• [Your task] Without omitting anything, return the records precisely as given.

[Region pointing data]
▬▬▬▬▬▬▬▬▬▬
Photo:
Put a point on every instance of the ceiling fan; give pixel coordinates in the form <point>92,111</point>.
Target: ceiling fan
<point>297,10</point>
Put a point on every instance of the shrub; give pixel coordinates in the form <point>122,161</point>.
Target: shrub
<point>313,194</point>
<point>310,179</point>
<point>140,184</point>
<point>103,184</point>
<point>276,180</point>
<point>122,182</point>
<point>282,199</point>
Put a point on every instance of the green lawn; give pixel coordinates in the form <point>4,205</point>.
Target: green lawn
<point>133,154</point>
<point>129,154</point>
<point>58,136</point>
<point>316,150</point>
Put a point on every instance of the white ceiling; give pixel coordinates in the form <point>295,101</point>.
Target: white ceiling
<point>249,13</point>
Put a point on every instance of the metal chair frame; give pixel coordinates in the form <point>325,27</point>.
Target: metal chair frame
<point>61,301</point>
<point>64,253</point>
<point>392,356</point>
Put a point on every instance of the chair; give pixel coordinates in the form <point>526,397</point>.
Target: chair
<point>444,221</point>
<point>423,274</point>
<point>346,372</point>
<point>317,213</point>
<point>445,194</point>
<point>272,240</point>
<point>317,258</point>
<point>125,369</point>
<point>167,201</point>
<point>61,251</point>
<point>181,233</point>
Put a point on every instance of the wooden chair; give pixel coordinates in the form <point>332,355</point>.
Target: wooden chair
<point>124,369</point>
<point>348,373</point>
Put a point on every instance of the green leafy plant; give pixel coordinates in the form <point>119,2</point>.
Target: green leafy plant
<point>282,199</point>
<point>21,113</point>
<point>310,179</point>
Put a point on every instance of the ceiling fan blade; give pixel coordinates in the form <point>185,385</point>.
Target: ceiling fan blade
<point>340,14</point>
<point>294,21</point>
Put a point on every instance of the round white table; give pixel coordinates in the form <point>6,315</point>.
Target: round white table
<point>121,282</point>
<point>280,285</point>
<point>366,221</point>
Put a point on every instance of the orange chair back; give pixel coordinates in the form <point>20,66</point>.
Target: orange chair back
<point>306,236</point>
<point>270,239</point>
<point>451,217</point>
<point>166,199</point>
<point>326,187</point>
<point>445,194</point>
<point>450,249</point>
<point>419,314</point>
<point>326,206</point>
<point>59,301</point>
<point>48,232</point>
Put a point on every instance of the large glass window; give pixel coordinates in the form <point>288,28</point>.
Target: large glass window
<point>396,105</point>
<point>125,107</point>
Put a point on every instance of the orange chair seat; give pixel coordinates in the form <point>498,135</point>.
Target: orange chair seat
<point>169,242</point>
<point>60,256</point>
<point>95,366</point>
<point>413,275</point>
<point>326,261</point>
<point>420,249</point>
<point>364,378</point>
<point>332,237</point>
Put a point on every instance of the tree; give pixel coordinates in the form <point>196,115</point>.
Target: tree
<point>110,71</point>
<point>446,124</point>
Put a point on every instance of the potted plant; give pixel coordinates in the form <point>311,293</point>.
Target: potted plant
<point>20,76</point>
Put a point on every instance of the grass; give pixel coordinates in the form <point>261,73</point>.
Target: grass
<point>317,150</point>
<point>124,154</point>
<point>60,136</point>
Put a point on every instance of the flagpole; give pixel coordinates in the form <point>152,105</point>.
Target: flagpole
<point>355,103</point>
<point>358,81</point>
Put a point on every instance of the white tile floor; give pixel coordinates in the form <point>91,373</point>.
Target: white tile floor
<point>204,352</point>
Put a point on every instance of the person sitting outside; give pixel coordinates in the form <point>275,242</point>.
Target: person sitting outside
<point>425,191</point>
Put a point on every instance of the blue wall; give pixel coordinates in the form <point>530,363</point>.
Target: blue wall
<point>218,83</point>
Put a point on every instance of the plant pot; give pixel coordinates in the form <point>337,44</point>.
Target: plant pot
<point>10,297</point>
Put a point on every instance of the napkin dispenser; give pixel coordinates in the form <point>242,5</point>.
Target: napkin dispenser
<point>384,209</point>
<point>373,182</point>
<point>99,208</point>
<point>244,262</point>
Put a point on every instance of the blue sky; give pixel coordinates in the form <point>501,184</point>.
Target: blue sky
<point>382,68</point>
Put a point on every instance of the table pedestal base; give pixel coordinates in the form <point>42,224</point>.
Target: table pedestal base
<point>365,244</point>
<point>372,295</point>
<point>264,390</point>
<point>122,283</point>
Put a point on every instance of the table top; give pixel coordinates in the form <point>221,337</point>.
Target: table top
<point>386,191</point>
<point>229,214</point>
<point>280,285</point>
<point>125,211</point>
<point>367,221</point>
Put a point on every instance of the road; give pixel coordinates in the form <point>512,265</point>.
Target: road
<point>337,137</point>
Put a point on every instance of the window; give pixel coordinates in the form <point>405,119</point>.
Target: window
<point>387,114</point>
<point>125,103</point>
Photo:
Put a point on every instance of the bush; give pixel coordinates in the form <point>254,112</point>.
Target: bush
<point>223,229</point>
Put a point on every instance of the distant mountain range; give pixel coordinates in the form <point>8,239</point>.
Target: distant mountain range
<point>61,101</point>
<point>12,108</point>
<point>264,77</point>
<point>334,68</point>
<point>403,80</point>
▬▬▬▬▬▬▬▬▬▬
• [Solution to this problem]
Photo:
Put a point on every instance of the ceiling fan; give pixel coordinates in the form <point>92,111</point>.
Target: ceiling fan
<point>297,10</point>
Put a point on every instance of the shrub; give pixel coordinates in the form <point>122,161</point>.
Target: shrub
<point>313,194</point>
<point>310,179</point>
<point>140,184</point>
<point>103,184</point>
<point>276,180</point>
<point>122,182</point>
<point>282,199</point>
Put a point on every instance of the green lawn; give pixel coordinates in the form <point>4,205</point>.
Target: green lawn
<point>133,154</point>
<point>129,154</point>
<point>58,136</point>
<point>316,150</point>
Put a point on every instance of the white ceiling; give pixel coordinates in the form <point>295,101</point>.
Target: white ceiling
<point>249,13</point>
Put a point on every instance of the metal chair frame; give pixel coordinates in the form <point>325,27</point>.
Target: metal chair frame
<point>61,301</point>
<point>64,253</point>
<point>392,356</point>
Put a point on every instance of the chair; give pixel coordinates in the form <point>526,397</point>.
Target: chair
<point>444,221</point>
<point>423,274</point>
<point>346,372</point>
<point>317,213</point>
<point>445,194</point>
<point>272,240</point>
<point>317,258</point>
<point>125,369</point>
<point>167,201</point>
<point>61,251</point>
<point>181,233</point>
Put a point on every instance of the wooden chair; give pixel coordinates in the form <point>332,355</point>.
Target: wooden chair
<point>124,369</point>
<point>348,373</point>
Put a point on every instance of the green leafy plant; give pixel coordinates in the form <point>119,2</point>.
Target: green leafy plant
<point>282,199</point>
<point>21,113</point>
<point>310,179</point>
Put a point on every instance of the ceiling fan blade; give pixel coordinates in the form <point>185,385</point>.
Target: ceiling fan blade
<point>340,14</point>
<point>294,21</point>
Put a point on every instance of the round white table; give pixel coordinates in the form <point>6,315</point>.
Target: round white table
<point>121,282</point>
<point>280,285</point>
<point>366,221</point>
Put a point on every instance of the orange chair back; give pixel coordinates in the form <point>20,66</point>.
Target: orange chair back
<point>306,236</point>
<point>270,239</point>
<point>451,217</point>
<point>166,199</point>
<point>326,187</point>
<point>445,194</point>
<point>450,249</point>
<point>419,314</point>
<point>326,206</point>
<point>59,301</point>
<point>48,232</point>
Put a point on every instance of the large glass window; give pixel coordinates in the form <point>288,28</point>.
Target: large glass window
<point>396,105</point>
<point>125,107</point>
Put a point on every instance of the orange chair seat; give pixel coordinates in the form <point>498,135</point>.
Target: orange chair seat
<point>169,242</point>
<point>60,256</point>
<point>95,366</point>
<point>413,275</point>
<point>326,261</point>
<point>420,249</point>
<point>364,378</point>
<point>332,237</point>
Put a point on every instance of the tree; give pixel coordinates in the form <point>196,115</point>.
Target: tree
<point>110,71</point>
<point>446,124</point>
Put a point on every instance of the potted plant; give pixel coordinates in the form <point>311,293</point>.
Target: potted plant
<point>20,76</point>
Put a point on every instance of the grass; give pixel coordinates in the form <point>261,73</point>.
Target: grass
<point>317,150</point>
<point>124,154</point>
<point>60,136</point>
Put a point on every instance of the flagpole; give pixel coordinates in the form <point>152,105</point>.
Target: flagpole
<point>355,103</point>
<point>358,81</point>
Put a point on every instance of the white tile floor; give pixel coordinates in the form <point>91,373</point>.
Target: white tile floor
<point>204,352</point>
Put a point on every instance of the person sitting outside; give pixel coordinates in the form <point>275,242</point>.
Target: person sitting outside
<point>425,191</point>
Put a point on every instance of the blue wall; give pixel coordinates in the form <point>530,363</point>.
Target: blue wall
<point>218,83</point>
Put a point on every instance of the plant pot; give pixel coordinates in the form <point>337,44</point>.
Target: plant pot
<point>10,297</point>
Put a point on every instance of the napkin dispenser; give pixel coordinates in the form <point>242,5</point>.
Target: napkin dispenser
<point>384,209</point>
<point>373,182</point>
<point>99,208</point>
<point>244,262</point>
Put a point on every instance of the blue sky; give pixel coordinates in the form <point>501,184</point>.
Target: blue sky
<point>382,68</point>
Put a point on every instance of the table pedestal base; give pixel coordinates in the form <point>42,224</point>.
Target: table pedestal base
<point>365,244</point>
<point>372,295</point>
<point>264,390</point>
<point>122,283</point>
Put a point on every instance of the table top; give pixel coordinates in the form <point>221,337</point>.
Target: table top
<point>386,191</point>
<point>229,214</point>
<point>280,285</point>
<point>125,211</point>
<point>367,221</point>
Put a point on every instance of the road; give pixel coordinates in the form <point>512,265</point>.
Target: road
<point>337,137</point>
Put a point on every instance of the window; give pixel coordinates in the form <point>405,119</point>.
Target: window
<point>387,114</point>
<point>125,103</point>
Photo:
Put a point on every instance of the bush; give pixel coordinates in the form <point>254,112</point>.
Target: bush
<point>223,229</point>
Put a point on every instance of the distant mountain range; give pixel coordinates in the form <point>8,239</point>.
Target: distant mountain range
<point>61,101</point>
<point>12,108</point>
<point>264,77</point>
<point>334,68</point>
<point>403,80</point>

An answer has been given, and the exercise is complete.